Extracted text
**********
# Angle head blades



## DrywallFinisher (Oct 17, 2010)

Im gettin a good deal on a 3" angle head which looks pretty good to me.
The problem is it nameless and stickerless.

It needs two 3" carbide blades and I know where to buy them pretty cheap.

My question is will tape tech blades fit most standard angle heads?
Because the *blades* Im gettin a good deal on are tapetech

Also, do you recommend me doing it my self?
Or should a professional do it?

If I can do it my self can some one explain how?


----------



## taper71 (Dec 9, 2007)

Columbia has a excellent video up on their facebook page it shows you everything you need to know to do it yourself. TT blades should work in whatever angle head except goldblatt I believe.http://www.facebook.com/pages/Columbia-Taping-Tools/136562456385955


----------



## walltools (Sep 15, 2009)

DrywallFinisher said:


> Im gettin a good deal on a 3" angle head which looks pretty good to me.
> The problem is it nameless and stickerless.
> 
> It needs two 3" carbide blades and I know where to buy them pretty cheap.
> ...
**********
[Dataset items]

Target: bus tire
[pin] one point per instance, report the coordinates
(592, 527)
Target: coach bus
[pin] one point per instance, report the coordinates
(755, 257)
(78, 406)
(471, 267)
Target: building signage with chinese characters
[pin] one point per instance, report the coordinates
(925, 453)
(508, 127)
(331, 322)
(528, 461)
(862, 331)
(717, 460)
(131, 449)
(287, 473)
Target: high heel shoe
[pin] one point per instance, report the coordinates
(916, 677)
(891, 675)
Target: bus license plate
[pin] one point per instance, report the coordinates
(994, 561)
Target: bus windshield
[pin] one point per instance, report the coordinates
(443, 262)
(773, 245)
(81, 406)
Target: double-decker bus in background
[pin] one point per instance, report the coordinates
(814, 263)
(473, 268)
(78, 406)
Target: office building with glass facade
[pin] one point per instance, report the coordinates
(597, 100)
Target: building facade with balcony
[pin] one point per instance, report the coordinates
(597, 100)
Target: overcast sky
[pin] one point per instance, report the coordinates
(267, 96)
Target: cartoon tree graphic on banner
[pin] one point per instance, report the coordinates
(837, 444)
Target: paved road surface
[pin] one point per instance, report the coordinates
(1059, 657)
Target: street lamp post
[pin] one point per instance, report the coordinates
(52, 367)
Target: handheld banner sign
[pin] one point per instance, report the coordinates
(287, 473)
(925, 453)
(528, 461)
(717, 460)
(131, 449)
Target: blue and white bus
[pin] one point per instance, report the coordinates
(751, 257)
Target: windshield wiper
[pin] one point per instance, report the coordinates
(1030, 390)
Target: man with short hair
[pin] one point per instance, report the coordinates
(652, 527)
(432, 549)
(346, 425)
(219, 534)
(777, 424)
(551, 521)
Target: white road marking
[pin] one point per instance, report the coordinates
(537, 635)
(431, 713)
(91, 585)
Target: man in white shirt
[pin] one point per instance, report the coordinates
**********
Problem set
1. Repeat the entries starting at the line containing "Target: blue and white bus" and ending at the last line of the entries.
2. Continue the forum thread on angle head blades from the point where it stops.
The forum thread and the entries are unrelated to each other.

In response
1.
Target: blue and white bus
[pin] one point per instance, report the coordinates
(751, 257)
Target: windshield wiper
[pin] one point per instance, report the coordinates
(1030, 390)
Target: man with short hair
[pin] one point per instance, report the coordinates
(652, 527)
(432, 549)
(346, 425)
(219, 534)
(777, 424)
(551, 521)
Target: white road marking
[pin] one point per instance, report the coordinates
(537, 635)
(431, 713)
(91, 585)
Target: man in white shirt
[pin] one point per instance, report the coordinates

2.
Most carbide blades are interchangeable between brands. If you would like us to figure out what brand the angle head is, and install new blades for you, simply ship your Angle Head. We can set two new blades for you for $27.50, plus parts. Call us anytime 877-WAL-TOOL.

And yes, Columbia Taping Tools has some awesome videos on how to set your own blades on their facebook site: http://www.facebook.com/#!/ColumbiaTapingTools :thumbup:

Here are some search results for carbide blades on walltools: http://www.walltools.com/store/catalogsearch/result/?q=carbide+blade&x=22&y=16


----------



## DrywallFinisher (Oct 17, 2010)

Thanks for the offer but I got a friend hooking me up with a pair of 3" TT blades for 12 or 6 bucks 

Thanks for the info guys!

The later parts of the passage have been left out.